Selection >>

════════

This is the fourth in a series by compiler and Music Lover Jon Savage (see list below) and like the others, it features an eclectic combo of 48 great, good, not-so-good but rare, overly familiar and downright bat-dung crazy moments - a 2CD aural journey aided and equally hampered by inclusions and exclusions (what can and can't be licensed). Let's get our pretty bits burned baby...

UK released Friday, 30 November 2018 (7 December 2018 in the USA) - "Jon Savage's 1968: The Year The World Burned" by VARIOUS ARTISTS on Ace Records CDTOP2 1536 (Barcode 029667092821) offers 48-Tracks Remastered across 2CDs.

The beautifully laid out and fact-filled 28-page booklet sees Savage make a case in his own liner notes for every song and smartly he's included deep discography info for number nerds like me - the US and UK release dates and separate catalogue numbers for their respective 45s.

════════

Records supplied >>

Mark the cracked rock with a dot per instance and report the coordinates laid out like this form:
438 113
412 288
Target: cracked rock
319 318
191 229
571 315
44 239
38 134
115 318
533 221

════════

Aim >> Copy out the full review of the 1968 compilation above, word for word.

Result below >>
This is the fourth in a series by compiler and Music Lover Jon Savage (see list below) and like the others, it features an eclectic combo of 48 great, good, not-so-good but rare, overly familiar and downright bat-dung crazy moments - a 2CD aural journey aided and equally hampered by inclusions and exclusions (what can and can't be licensed). Let's get our pretty bits burned baby...

UK released Friday, 30 November 2018 (7 December 2018 in the USA) - "Jon Savage's 1968: The Year The World Burned" by VARIOUS ARTISTS on Ace Records CDTOP2 1536 (Barcode 029667092821) offers 48-Tracks Remastered across 2CDs.

The beautifully laid out and fact-filled 28-page booklet sees Savage make a case in his own liner notes for every song and smartly he's included deep discography info for number nerds like me - the US and UK release dates and separate catalogue numbers for their respective 45s.